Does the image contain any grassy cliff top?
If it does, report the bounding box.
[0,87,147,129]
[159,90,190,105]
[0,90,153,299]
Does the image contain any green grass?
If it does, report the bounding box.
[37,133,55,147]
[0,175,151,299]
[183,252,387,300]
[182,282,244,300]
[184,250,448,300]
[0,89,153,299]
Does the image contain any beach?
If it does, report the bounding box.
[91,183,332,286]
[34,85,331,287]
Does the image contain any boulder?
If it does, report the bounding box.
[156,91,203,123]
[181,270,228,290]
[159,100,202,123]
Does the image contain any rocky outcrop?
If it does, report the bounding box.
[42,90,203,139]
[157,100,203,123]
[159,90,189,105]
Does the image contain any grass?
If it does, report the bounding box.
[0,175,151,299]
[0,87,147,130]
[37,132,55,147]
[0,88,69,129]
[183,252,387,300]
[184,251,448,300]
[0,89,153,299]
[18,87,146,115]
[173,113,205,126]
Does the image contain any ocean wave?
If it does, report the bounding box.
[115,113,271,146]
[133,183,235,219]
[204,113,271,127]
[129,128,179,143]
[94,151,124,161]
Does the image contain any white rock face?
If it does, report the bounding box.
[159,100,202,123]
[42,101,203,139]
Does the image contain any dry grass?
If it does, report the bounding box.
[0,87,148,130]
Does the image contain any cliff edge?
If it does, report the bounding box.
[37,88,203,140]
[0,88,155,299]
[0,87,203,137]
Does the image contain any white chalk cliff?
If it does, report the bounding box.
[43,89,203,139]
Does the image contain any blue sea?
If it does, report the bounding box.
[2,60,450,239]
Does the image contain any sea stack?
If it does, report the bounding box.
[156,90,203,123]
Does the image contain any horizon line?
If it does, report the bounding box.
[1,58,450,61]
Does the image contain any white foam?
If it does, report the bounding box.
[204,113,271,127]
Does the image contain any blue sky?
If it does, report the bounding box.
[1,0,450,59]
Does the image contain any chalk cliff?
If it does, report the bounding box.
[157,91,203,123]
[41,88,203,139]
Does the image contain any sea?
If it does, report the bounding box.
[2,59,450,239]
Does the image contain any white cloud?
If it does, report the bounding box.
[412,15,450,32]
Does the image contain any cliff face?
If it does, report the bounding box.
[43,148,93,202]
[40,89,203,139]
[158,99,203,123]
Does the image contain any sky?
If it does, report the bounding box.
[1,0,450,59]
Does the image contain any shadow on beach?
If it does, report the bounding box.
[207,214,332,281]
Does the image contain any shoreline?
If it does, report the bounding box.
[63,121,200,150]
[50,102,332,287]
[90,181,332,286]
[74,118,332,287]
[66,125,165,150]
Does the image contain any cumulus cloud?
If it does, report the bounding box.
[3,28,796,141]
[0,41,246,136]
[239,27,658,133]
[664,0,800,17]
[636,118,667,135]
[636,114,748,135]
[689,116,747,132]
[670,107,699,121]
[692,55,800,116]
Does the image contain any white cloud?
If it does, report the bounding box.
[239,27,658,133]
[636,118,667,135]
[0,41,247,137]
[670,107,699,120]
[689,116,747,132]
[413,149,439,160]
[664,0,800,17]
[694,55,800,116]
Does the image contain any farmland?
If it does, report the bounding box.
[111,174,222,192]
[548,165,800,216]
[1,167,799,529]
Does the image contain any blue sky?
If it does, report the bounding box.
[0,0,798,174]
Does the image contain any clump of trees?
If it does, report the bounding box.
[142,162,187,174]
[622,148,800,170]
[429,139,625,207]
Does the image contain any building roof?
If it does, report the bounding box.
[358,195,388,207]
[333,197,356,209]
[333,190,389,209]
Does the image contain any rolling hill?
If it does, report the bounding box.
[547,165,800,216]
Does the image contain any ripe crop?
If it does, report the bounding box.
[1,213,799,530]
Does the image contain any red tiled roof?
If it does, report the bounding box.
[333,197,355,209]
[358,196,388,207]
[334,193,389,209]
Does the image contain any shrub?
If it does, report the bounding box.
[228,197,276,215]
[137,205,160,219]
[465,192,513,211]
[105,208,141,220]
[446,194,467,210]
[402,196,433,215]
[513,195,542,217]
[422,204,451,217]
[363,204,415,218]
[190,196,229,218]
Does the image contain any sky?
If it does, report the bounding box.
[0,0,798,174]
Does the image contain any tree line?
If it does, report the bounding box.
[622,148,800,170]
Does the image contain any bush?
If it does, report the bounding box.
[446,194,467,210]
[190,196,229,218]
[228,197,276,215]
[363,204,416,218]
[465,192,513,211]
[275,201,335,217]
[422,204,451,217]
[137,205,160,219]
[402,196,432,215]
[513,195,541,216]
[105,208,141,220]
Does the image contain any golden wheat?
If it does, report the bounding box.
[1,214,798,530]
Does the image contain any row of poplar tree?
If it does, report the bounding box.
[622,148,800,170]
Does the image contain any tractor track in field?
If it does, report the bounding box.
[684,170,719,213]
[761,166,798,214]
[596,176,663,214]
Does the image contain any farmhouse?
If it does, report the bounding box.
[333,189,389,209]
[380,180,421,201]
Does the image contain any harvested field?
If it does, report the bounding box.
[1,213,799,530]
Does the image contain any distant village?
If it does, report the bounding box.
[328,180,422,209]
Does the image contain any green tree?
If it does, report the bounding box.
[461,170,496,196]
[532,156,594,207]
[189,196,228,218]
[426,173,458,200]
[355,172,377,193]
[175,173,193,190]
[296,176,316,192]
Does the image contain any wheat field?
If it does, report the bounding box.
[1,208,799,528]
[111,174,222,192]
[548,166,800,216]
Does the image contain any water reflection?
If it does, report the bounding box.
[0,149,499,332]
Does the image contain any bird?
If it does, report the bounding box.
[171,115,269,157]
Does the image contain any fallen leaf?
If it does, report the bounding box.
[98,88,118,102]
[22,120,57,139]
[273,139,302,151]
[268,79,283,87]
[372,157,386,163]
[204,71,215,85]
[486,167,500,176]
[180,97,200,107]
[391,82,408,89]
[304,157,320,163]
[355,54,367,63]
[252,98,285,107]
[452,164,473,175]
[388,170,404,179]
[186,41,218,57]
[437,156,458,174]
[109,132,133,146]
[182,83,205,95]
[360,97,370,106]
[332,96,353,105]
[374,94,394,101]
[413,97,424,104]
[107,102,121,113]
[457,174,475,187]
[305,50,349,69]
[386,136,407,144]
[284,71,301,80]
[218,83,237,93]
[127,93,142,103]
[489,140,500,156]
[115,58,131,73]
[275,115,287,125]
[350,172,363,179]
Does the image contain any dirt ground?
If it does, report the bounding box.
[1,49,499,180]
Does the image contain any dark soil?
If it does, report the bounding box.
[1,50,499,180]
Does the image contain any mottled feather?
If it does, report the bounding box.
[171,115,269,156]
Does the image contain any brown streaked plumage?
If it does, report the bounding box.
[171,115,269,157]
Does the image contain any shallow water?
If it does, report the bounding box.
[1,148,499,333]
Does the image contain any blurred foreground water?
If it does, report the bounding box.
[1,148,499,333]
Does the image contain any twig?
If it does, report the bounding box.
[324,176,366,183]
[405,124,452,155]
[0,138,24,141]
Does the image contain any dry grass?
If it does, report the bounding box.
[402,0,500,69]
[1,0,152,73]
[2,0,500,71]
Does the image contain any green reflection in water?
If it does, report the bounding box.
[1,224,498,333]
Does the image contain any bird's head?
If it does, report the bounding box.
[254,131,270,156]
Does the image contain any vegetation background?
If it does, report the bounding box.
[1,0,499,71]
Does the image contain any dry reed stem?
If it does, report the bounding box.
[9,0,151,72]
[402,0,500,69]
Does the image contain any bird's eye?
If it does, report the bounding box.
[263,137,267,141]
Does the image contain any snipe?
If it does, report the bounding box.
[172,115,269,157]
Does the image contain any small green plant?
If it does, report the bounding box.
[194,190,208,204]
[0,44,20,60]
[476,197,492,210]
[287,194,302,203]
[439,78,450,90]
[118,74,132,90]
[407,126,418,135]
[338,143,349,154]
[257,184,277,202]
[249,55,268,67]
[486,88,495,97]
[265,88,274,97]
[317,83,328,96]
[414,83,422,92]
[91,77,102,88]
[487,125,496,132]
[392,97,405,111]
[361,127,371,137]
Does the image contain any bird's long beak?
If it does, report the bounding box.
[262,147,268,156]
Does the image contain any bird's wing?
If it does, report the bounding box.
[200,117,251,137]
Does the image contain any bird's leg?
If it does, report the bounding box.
##############################
**Exercise goal**
Quote exactly the lines running from the start of the listing above through the line where "Does the image contain any boulder?" is found, and output no other lines.

**Solution to this exercise**
Does the image contain any grassy cliff top?
If it does, report the bounding box.
[0,87,147,129]
[159,90,190,105]
[0,90,153,299]
Does the image contain any green grass?
If it does, report the bounding box.
[37,133,55,147]
[0,175,151,299]
[183,252,387,300]
[182,282,244,300]
[184,250,448,300]
[0,89,153,299]
Does the image contain any beach?
If it does, report the bounding box.
[91,183,332,286]
[34,85,331,287]
Does the image contain any boulder?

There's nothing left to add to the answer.